WRITTEN REQUEST: Copy the material from its first line through the line that contains "column 561, row 856", replacing each "megaphone" with "bullhorn" and leaving everything else unchanged.

SOURCE MATERIAL:
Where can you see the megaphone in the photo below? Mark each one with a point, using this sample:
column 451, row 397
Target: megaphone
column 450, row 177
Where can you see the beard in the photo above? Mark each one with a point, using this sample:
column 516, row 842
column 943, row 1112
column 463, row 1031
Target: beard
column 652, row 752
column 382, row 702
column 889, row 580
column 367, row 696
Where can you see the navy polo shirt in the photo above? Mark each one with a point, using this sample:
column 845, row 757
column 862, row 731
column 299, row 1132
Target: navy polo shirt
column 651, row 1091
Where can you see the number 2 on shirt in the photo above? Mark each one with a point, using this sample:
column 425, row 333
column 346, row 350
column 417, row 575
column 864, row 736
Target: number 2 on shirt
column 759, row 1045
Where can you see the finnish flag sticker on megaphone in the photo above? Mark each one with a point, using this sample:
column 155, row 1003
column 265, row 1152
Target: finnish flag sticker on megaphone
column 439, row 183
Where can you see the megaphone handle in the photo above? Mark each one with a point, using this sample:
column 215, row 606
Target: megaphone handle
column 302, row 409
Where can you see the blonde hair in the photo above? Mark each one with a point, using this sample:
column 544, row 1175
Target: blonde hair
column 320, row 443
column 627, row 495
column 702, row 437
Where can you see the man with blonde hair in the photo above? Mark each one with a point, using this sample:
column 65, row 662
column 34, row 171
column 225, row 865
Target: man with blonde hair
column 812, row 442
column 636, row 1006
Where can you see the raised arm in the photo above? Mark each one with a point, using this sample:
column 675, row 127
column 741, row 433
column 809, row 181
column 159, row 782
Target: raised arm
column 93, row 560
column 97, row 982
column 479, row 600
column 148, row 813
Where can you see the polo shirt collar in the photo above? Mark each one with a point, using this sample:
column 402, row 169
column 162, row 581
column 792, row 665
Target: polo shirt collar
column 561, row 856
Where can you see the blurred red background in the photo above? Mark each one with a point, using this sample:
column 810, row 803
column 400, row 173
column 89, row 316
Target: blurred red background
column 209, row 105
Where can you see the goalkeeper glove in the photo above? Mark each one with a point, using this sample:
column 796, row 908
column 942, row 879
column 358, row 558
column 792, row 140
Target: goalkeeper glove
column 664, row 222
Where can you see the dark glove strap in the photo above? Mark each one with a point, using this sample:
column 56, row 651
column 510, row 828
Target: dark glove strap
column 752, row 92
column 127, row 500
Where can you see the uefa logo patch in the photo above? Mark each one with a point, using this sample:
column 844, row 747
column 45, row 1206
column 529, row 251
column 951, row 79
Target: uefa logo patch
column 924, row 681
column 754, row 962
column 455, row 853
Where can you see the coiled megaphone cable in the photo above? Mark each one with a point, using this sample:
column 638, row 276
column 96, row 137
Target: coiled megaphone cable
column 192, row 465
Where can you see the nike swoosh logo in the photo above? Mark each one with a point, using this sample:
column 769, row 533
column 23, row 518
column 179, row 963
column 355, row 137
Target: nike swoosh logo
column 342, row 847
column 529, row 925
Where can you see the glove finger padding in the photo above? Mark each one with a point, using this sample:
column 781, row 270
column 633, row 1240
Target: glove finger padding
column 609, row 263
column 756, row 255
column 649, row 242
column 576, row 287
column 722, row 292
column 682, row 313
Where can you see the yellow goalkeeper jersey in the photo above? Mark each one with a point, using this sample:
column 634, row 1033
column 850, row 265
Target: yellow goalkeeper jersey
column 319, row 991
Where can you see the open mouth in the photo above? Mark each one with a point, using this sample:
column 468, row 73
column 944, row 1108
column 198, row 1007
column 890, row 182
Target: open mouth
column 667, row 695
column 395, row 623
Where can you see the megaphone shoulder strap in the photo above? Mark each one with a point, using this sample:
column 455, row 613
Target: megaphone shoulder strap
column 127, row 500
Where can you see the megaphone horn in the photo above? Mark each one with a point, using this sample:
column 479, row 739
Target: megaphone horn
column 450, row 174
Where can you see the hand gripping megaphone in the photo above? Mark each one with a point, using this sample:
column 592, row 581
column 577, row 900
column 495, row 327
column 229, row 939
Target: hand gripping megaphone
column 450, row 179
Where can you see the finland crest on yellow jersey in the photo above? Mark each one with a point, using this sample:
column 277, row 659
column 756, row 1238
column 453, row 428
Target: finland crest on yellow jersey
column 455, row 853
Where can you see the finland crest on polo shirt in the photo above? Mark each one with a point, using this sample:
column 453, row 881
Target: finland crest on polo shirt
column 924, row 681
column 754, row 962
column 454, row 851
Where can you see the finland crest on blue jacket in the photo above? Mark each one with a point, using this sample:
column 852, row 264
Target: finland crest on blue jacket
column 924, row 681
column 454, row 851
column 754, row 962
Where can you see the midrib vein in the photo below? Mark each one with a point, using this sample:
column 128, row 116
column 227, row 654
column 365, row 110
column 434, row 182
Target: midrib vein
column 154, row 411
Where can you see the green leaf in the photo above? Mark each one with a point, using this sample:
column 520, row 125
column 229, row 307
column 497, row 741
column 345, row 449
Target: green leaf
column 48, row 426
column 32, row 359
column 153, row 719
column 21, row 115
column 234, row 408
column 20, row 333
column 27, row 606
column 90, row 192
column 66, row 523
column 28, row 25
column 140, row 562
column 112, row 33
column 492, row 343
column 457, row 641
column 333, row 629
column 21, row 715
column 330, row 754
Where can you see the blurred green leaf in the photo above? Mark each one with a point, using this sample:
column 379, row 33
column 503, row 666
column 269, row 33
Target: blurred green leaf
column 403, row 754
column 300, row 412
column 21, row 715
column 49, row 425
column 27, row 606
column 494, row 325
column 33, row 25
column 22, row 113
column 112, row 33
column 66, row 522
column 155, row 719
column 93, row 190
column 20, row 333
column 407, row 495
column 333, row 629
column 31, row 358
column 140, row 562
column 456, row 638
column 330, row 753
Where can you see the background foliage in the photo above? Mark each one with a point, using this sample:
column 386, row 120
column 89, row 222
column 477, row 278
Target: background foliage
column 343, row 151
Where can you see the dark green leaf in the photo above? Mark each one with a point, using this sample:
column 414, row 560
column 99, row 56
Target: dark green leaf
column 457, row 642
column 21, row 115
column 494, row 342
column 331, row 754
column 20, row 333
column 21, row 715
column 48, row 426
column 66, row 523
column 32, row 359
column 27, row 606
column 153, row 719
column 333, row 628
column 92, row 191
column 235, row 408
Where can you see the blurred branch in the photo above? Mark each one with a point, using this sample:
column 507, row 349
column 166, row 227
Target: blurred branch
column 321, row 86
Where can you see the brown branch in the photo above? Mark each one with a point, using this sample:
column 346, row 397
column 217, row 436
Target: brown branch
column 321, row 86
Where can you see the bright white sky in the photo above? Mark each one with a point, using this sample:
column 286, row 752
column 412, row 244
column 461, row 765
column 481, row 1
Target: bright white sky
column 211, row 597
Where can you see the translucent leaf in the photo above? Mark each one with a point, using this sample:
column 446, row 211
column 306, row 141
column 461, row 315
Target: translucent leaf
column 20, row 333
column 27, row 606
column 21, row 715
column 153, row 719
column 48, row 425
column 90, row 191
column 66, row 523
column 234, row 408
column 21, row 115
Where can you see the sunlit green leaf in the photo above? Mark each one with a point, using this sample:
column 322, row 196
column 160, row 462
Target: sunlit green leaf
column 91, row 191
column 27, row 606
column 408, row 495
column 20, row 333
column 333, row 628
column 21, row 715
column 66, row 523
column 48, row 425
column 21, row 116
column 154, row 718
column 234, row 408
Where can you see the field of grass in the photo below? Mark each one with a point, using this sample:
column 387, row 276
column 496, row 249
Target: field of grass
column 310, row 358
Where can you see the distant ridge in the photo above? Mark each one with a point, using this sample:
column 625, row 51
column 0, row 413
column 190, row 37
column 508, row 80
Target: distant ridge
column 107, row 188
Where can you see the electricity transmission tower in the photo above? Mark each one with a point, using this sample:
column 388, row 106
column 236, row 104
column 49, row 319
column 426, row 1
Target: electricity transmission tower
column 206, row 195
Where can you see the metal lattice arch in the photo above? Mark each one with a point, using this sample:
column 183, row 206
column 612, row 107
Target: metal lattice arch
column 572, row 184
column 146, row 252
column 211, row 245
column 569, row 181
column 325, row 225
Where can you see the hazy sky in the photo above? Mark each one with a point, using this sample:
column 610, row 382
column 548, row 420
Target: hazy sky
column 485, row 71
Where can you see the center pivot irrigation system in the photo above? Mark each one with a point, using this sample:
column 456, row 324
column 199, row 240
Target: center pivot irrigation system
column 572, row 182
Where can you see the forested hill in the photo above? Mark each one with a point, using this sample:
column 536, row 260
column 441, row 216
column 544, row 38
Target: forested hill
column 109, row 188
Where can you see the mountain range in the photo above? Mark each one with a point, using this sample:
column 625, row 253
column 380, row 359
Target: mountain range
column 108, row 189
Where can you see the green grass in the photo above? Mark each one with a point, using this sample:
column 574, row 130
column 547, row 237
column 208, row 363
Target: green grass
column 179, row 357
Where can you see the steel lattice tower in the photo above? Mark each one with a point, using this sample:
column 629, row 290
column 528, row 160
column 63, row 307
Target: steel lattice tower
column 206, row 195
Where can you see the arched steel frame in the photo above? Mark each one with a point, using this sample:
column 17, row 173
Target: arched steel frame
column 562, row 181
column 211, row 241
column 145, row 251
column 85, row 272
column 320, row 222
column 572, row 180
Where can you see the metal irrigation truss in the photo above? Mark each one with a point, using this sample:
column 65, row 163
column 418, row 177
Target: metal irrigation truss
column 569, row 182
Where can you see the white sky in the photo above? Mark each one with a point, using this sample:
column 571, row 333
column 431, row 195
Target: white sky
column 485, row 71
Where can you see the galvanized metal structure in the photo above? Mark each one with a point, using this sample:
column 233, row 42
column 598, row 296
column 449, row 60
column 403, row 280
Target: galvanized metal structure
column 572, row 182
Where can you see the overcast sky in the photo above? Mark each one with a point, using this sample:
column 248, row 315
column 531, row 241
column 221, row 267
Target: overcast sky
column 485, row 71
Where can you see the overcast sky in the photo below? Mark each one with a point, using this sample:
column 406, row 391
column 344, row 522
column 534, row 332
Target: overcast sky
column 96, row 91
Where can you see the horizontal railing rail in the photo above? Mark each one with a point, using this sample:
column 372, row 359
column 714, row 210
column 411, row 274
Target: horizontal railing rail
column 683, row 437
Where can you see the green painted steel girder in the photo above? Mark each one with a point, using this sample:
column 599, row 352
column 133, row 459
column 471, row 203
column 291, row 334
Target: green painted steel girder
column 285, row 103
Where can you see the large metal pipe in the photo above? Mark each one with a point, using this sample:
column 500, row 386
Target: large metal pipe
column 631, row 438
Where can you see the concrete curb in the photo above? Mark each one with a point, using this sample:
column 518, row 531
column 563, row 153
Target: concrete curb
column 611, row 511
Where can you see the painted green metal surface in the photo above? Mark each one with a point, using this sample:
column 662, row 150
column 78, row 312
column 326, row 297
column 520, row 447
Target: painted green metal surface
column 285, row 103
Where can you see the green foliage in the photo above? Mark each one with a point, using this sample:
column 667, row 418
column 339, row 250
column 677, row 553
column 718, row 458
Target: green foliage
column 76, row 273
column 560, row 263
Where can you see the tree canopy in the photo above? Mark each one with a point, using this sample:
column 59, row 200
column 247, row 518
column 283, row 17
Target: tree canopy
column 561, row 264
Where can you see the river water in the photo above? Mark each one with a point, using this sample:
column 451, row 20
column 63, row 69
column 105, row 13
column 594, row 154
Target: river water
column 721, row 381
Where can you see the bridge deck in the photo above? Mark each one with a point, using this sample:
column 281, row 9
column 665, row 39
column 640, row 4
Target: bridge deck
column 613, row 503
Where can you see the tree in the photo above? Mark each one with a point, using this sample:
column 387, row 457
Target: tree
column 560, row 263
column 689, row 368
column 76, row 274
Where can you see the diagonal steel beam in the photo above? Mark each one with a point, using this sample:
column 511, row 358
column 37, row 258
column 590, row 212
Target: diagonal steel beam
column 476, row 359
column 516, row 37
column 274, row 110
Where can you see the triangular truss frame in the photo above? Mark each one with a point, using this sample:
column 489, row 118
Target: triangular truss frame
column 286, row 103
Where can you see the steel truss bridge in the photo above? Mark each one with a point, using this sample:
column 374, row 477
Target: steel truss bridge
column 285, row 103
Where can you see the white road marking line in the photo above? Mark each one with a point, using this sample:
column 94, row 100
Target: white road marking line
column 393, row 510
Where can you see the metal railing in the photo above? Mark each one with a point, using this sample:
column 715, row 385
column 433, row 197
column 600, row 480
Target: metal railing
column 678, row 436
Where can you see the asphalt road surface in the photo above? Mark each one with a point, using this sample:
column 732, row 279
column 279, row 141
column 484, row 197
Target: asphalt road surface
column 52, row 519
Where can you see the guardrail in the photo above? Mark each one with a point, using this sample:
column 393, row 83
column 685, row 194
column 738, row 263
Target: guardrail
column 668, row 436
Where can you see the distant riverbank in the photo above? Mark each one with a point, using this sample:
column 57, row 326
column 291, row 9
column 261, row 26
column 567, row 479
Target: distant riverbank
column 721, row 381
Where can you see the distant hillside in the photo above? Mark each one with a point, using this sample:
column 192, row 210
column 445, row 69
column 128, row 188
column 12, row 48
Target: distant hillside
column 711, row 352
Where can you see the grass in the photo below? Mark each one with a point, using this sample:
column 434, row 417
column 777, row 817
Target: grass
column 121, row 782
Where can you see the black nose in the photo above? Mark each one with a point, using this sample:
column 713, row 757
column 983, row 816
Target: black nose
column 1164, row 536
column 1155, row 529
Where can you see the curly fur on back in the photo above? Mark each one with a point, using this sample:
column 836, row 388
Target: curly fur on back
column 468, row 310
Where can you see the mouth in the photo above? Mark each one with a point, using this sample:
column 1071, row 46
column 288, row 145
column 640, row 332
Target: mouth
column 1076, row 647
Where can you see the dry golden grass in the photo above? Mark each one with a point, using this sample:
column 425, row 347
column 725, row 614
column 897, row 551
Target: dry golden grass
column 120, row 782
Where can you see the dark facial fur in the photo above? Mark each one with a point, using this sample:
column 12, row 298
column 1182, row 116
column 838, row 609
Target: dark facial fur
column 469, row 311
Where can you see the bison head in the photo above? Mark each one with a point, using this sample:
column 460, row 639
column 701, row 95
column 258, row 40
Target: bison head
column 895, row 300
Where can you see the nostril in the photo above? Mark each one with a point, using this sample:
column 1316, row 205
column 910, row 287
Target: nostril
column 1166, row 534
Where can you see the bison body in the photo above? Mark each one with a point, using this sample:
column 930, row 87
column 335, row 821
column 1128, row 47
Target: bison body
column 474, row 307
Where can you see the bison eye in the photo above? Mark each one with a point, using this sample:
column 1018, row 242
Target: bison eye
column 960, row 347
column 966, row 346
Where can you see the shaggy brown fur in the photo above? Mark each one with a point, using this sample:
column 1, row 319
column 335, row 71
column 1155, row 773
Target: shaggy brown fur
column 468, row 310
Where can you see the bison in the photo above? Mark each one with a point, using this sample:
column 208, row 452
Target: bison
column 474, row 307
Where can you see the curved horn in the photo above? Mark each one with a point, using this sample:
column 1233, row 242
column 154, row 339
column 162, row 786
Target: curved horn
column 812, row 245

REPLY:
Where can you see the bullhorn in the photo below? Mark each one with a point, using this sample:
column 451, row 397
Target: bullhorn
column 450, row 177
Where can you see the beard in the photo above? Mark each one with a point, using this sample:
column 516, row 842
column 943, row 1112
column 463, row 1031
Target: beard
column 652, row 752
column 382, row 702
column 889, row 580
column 367, row 696
Where can you see the navy polo shirt in the photo above? Mark each one with a point, using this sample:
column 845, row 757
column 862, row 731
column 299, row 1132
Target: navy polo shirt
column 651, row 1091
Where can you see the number 2 on shirt in the photo above? Mark each one with a point, using this sample:
column 425, row 333
column 346, row 350
column 417, row 575
column 864, row 736
Target: number 2 on shirt
column 759, row 1045
Where can you see the finnish flag sticker on bullhorn in the photo above? Mark each one with a point, using this sample:
column 155, row 1003
column 265, row 1152
Target: finnish flag sticker on bullhorn
column 439, row 183
Where can you see the bullhorn handle in the photo above? Mark each one with a point, using this sample:
column 215, row 606
Target: bullhorn handle
column 302, row 409
Where can you see the blonde hair in the photo above? Mark each one with a point, using this sample:
column 544, row 1175
Target: blonde hair
column 320, row 443
column 627, row 495
column 702, row 437
Where can you see the man with blonde hair in the photo above? Mark each one with a point, using this sample:
column 65, row 662
column 34, row 171
column 225, row 865
Target: man with blonde hair
column 812, row 442
column 636, row 1006
Where can you see the raised arm in the photo above? Mark each one with a point, using this sample:
column 675, row 127
column 741, row 433
column 809, row 181
column 159, row 782
Target: raised arm
column 93, row 560
column 97, row 982
column 479, row 600
column 148, row 813
Where can you see the polo shirt collar in the photo above? Mark each one with a point, using this sample:
column 402, row 169
column 162, row 581
column 792, row 665
Target: polo shirt collar
column 561, row 856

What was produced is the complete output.